Your instructions | Reproduce exactly, from the data that follows, the line with "negative clicks: (601, 358) (574, 346)", the line with "350L596 357L632 358L636", and every line that lies between them.

Material provided |
────────────────
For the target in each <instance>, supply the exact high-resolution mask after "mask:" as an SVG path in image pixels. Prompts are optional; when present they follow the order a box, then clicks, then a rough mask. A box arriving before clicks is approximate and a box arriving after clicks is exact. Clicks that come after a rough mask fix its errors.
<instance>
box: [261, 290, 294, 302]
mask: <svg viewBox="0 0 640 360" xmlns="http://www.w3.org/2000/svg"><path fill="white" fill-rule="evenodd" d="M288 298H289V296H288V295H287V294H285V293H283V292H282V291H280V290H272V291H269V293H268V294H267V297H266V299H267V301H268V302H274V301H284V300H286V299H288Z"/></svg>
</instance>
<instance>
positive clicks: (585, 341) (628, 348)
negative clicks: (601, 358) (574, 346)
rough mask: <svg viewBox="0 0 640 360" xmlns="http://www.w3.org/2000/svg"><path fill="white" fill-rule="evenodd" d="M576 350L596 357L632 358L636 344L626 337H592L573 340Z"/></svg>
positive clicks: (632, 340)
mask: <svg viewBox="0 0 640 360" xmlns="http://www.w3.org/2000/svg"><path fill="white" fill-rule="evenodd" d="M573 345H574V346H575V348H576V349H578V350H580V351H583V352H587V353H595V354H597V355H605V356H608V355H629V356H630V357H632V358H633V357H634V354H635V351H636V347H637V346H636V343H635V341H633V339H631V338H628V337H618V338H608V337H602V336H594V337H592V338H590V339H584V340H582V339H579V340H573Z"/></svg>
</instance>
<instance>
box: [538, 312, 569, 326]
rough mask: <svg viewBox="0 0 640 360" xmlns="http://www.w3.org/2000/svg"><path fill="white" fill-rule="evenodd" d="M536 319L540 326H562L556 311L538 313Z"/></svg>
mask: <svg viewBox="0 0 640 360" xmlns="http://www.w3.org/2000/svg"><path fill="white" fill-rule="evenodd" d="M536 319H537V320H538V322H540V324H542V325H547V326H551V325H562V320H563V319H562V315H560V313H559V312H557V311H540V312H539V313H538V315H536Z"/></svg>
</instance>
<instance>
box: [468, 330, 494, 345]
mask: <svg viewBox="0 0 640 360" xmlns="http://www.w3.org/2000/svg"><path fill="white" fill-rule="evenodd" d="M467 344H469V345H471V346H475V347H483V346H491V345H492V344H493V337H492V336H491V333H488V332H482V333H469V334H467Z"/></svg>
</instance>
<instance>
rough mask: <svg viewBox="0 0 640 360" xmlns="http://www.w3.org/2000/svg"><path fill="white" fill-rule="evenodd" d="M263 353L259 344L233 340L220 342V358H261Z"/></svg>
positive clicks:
────────────────
Task output |
negative clicks: (601, 358) (574, 346)
rough mask: <svg viewBox="0 0 640 360" xmlns="http://www.w3.org/2000/svg"><path fill="white" fill-rule="evenodd" d="M576 350L596 357L632 358L636 344L626 337H592L573 340Z"/></svg>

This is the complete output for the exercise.